◆ **PROBLEM TO SOLVE**
Copy out every row below word for word, line by line, with no changes.

◆ **MATERIAL SHOWN**
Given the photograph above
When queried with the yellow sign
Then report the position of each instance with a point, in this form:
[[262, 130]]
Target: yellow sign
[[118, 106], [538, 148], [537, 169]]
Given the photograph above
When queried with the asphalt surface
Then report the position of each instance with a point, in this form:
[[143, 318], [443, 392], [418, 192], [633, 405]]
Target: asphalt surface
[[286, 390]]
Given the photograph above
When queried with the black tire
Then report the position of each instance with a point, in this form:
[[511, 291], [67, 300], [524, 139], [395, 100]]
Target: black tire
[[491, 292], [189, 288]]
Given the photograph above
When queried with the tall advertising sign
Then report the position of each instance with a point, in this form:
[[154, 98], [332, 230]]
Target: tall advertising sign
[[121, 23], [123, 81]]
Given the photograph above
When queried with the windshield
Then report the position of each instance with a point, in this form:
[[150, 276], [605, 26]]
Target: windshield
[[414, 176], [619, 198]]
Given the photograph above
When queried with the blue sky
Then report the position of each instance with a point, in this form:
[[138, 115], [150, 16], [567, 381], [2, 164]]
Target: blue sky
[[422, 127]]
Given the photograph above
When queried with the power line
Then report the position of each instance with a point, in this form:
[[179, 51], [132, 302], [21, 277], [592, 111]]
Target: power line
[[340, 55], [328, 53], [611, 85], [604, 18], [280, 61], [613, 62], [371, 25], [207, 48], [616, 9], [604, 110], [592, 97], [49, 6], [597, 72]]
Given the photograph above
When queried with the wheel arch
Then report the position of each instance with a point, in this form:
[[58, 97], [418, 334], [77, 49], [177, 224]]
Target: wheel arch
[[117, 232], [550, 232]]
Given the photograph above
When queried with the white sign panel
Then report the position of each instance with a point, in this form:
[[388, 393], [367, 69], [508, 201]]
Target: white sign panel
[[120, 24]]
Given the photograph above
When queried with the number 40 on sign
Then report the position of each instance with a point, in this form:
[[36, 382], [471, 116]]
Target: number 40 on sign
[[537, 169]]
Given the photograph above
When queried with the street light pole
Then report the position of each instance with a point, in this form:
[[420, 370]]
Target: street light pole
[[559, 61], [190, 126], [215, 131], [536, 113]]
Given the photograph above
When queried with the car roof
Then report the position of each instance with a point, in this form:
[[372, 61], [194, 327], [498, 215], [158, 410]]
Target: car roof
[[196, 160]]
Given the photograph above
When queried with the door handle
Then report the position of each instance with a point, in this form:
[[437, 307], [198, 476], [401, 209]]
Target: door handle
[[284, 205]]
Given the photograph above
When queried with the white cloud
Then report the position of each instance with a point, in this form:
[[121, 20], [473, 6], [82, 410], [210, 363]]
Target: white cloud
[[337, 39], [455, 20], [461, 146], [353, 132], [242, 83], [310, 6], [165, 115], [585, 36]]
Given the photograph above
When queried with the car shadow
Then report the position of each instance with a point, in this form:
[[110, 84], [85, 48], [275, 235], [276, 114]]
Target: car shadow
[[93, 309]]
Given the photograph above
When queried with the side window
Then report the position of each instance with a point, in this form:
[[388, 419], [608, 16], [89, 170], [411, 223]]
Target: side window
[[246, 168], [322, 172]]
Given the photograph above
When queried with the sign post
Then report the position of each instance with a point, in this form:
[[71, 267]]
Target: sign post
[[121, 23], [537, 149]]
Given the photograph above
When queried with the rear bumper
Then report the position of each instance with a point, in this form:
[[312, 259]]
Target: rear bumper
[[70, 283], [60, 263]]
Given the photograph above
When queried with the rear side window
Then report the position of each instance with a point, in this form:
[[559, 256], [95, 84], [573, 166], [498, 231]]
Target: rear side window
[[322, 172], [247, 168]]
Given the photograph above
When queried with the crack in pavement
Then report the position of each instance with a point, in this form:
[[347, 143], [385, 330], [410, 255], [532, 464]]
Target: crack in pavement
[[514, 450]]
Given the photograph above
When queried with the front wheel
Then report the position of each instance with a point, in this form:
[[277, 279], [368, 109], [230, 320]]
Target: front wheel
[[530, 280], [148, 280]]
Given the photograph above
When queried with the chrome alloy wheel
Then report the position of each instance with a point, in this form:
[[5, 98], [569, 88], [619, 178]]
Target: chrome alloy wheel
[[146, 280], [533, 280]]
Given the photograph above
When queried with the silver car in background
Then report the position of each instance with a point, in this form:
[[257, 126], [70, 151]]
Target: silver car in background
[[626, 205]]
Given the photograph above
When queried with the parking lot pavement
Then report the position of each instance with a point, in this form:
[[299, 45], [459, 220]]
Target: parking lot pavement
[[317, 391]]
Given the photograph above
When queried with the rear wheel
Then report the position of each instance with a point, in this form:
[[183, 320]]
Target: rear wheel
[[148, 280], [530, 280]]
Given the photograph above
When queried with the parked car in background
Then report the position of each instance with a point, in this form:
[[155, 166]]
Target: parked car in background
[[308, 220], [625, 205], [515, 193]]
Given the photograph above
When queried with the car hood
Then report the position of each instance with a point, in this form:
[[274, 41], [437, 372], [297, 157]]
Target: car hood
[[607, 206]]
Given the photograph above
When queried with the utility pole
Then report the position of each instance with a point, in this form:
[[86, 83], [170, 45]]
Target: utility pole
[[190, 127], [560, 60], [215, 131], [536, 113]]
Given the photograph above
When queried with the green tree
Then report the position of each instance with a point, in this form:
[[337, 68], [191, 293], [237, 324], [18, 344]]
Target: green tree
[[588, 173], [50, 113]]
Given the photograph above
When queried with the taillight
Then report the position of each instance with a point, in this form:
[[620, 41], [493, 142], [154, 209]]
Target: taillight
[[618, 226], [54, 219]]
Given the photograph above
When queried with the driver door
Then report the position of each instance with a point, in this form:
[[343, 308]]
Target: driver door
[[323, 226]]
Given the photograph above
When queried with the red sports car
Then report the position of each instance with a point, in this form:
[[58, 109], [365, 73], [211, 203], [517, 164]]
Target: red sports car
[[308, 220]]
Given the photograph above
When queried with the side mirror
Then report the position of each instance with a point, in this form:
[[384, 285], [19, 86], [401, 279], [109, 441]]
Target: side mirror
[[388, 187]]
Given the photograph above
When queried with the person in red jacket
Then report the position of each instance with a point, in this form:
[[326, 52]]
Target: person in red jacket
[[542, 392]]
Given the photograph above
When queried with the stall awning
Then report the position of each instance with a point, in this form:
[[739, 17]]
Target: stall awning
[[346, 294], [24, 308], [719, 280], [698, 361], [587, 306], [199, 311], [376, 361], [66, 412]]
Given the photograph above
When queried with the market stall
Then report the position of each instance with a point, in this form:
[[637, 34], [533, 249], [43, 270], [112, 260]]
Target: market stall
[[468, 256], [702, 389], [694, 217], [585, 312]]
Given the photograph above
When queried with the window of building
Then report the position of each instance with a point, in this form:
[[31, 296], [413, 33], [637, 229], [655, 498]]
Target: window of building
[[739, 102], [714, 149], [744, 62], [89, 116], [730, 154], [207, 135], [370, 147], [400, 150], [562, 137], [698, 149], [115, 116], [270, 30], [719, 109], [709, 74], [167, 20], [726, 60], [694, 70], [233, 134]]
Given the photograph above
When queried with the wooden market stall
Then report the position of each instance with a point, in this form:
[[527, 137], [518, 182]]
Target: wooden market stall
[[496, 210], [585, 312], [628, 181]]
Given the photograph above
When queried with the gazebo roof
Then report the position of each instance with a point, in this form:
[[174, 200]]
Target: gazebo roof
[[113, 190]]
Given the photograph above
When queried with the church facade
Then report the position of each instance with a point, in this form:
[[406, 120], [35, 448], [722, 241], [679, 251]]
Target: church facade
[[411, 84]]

◆ **RESULT FOR THIS TASK**
Given the photograph above
When queried with the yellow sign
Then report the position of each instance with a point, in this form:
[[262, 130]]
Target: yellow sign
[[118, 106], [538, 148], [537, 169]]
Given the photograph above
When queried with the asphalt surface
Then report the position of each instance with a point, in this form:
[[143, 318], [443, 392], [418, 192], [633, 405]]
Target: asphalt surface
[[286, 390]]
Given the photograph above
When queried with the black tire
Then report the position of each instance with a point, in this form:
[[511, 291], [67, 300], [524, 139], [395, 100]]
Target: black tire
[[491, 292], [189, 288]]
Given the photograph above
When queried with the tall advertising sign
Then report the position of each instance with a point, in this form:
[[154, 98], [332, 230]]
Target: tall advertising sign
[[121, 23], [123, 81]]
Given the photograph above
When queried with the windshield
Then report the position of each instance with a point, in this form:
[[150, 276], [605, 26]]
Target: windshield
[[414, 176], [619, 198]]
Given the photograph above
When queried with the blue sky
Then report the position of each instance with a point, in this form:
[[138, 115], [150, 16], [567, 381], [2, 164]]
Target: blue sky
[[422, 127]]
Given the photograph above
When queried with the power line
Then report the position of each instance with a point, in this form:
[[179, 51], [132, 302], [21, 277], [592, 111]]
Target: power line
[[340, 55], [328, 53], [611, 85], [604, 18], [280, 61], [613, 62], [371, 25], [207, 48], [616, 9], [604, 110], [592, 97], [49, 6], [597, 72]]
Given the photograph above
When queried with the wheel arch
Then report the position of each instance with a point, in this form:
[[58, 97], [418, 334], [77, 49], [177, 224]]
Target: wheel arch
[[117, 232], [550, 232]]
Given the photograph above
When queried with the white sign panel
Then report the position of each instance with a point, in this form:
[[388, 393], [367, 69], [508, 201]]
Target: white sign panel
[[120, 24]]
Given the photograph above
When queried with the number 40 on sign
Then report the position of each instance with a point, in this form:
[[36, 382], [471, 116]]
Target: number 40 on sign
[[537, 169]]
Given the photograph above
When queried with the street light pole
Then report the position of each instance with a point, in this form:
[[420, 370]]
Target: street light pole
[[559, 61], [190, 126], [215, 131], [536, 113]]
Given the photograph above
When queried with the car roof
Then report the position of each instance with a point, in this form:
[[372, 61], [194, 327], [498, 215], [158, 410]]
Target: car roof
[[196, 160]]
Given the photograph above
When queried with the door handle
Then report the position of each instance with a point, in this form:
[[437, 307], [198, 476], [401, 209]]
Target: door handle
[[284, 205]]
Given the photograph above
When queried with the white cloud
Then report the position of each instance with a point, in this form:
[[121, 20], [473, 6], [82, 410], [210, 363]]
Target: white cloud
[[337, 39], [455, 20], [461, 146], [353, 132], [242, 83], [310, 6], [165, 115], [585, 36]]
Given the photograph above
When queried with the car shadow
Then report the position of each instance with a point, in this form:
[[110, 84], [85, 48], [275, 235], [276, 114]]
Target: car shadow
[[93, 309]]
Given the photograph above
When queried with the side window
Then report the position of each instance with a point, in this form:
[[388, 419], [608, 16], [89, 170], [411, 223]]
Target: side window
[[246, 168], [322, 172]]
Given the photograph above
When queried with the sign post
Then report the position of each instance with a point, in this form:
[[71, 267]]
Target: sign post
[[121, 23], [537, 149]]
Given the photograph above
When queried with the rear bumper
Then report the position of each instance with a point, in this form:
[[312, 259]]
Target: rear bumper
[[70, 283], [60, 263]]
Given the photograph above
When queried with the rear side window
Then report the position of each instance with a point, in this form:
[[559, 256], [95, 84], [573, 166], [498, 231]]
Target: rear side window
[[322, 172], [247, 168]]
Given the photograph above
When queried with the crack in pavement
Then report the position of each instance with a point, in this form:
[[347, 143], [385, 330], [410, 255], [532, 464]]
Target: crack in pavement
[[514, 450]]
Given the photograph above
When queried with the front wheel
Then report the position of each instance with a point, in this form:
[[277, 279], [368, 109], [230, 320]]
Target: front wheel
[[530, 280], [148, 280]]
Given the photograph above
When queried with the chrome alloy wheel
Then report the position of each instance with a point, in this form:
[[5, 98], [569, 88], [619, 178]]
Target: chrome alloy wheel
[[146, 280], [533, 280]]
Given the photograph above
When queried with the silver car in background
Then report the position of each instance with a point, in this form:
[[257, 126], [70, 151]]
Target: silver car in background
[[626, 205]]
Given the photograph above
When queried with the parking lot pavement
Then report the position of each instance with a point, in this form:
[[299, 45], [459, 220]]
Target: parking lot pavement
[[317, 391]]
Given the photograph above
When queried with the rear wheel
Then report the position of each instance with a point, in this form:
[[183, 320]]
Target: rear wheel
[[148, 280], [530, 280]]
Given the photograph above
When queried with the parked car in background
Then report the position of each instance with a point, in this form:
[[155, 166]]
Target: parked car in background
[[308, 220], [625, 205], [515, 193]]
Given the photograph above
When queried with the car hood
Then report the position of each instance with a point, in this form:
[[274, 41], [437, 372], [297, 157]]
Target: car hood
[[607, 206]]
Given the photograph above
When queried with the utility pole
Then report the position of each instance with a point, in this form:
[[86, 83], [170, 45]]
Target: utility pole
[[190, 127], [560, 60], [215, 131], [536, 113]]
Given the photograph above
When queried with the green tree
Then report the position of each instance with a point, in this form:
[[337, 68], [191, 293], [237, 324], [18, 344]]
Target: green tree
[[588, 173], [50, 113]]
Given the photograph above
When queried with the taillight
Then report the position of each instance with a point, in this form:
[[620, 41], [493, 142], [154, 209]]
Target: taillight
[[618, 226], [54, 219]]
Given the photograph above
When queried with the driver door
Then report the position of each instance with a point, in this form:
[[343, 308]]
Target: driver door
[[323, 226]]
Given the photograph above
When queried with the red sports car
Then report the position of each instance with a point, in this form:
[[58, 109], [365, 73], [211, 203], [517, 164]]
Target: red sports car
[[308, 220]]
Given the photograph above
When queried with the side mirror
Then report the position of each instance with a point, in this form:
[[384, 285], [19, 86], [401, 279], [109, 441]]
Target: side mirror
[[388, 187]]
Given the photograph above
When queried with the person in red jacket
Then report the position of each instance with a point, in this form:
[[326, 52]]
Target: person in red jacket
[[542, 392]]
Given the photograph above
When queried with the stall awning
Then report the position of each instance with a point, in this form:
[[739, 17]]
Target: stall awning
[[346, 294], [24, 308], [719, 280], [698, 361], [587, 306], [199, 311], [376, 361], [66, 412]]
Given the photograph above
When queried with the market stall
Then report the position of each instance with a point, in this form:
[[637, 34], [533, 249], [43, 270], [112, 260]]
Target: market stall
[[468, 256], [702, 389], [694, 217], [585, 312]]
Given the photograph above
When queried with the window of building
Then report the position of each instance with a point, in this form:
[[31, 296], [413, 33], [637, 229], [655, 498]]
Target: window of building
[[739, 102], [714, 149], [744, 62], [89, 116], [730, 154], [207, 135], [370, 147], [400, 150], [562, 137], [698, 149], [115, 116], [270, 30], [719, 109], [709, 74], [167, 20], [726, 60], [694, 70], [233, 134]]
Given the photograph above
When queried with the wooden market stall
Then report the position of each instance with a point, in this form:
[[527, 137], [518, 182]]
Target: wooden market stall
[[496, 210], [585, 312], [628, 181]]
Given the photograph above
When queried with the gazebo roof
Then report the position of each instance with a point, in this form:
[[174, 200]]
Target: gazebo roof
[[113, 190]]
Given the photograph above
When queried with the church facade
Then report the position of each instance with a point, in this form:
[[406, 120], [35, 448], [722, 241], [679, 251]]
Target: church facade
[[411, 84]]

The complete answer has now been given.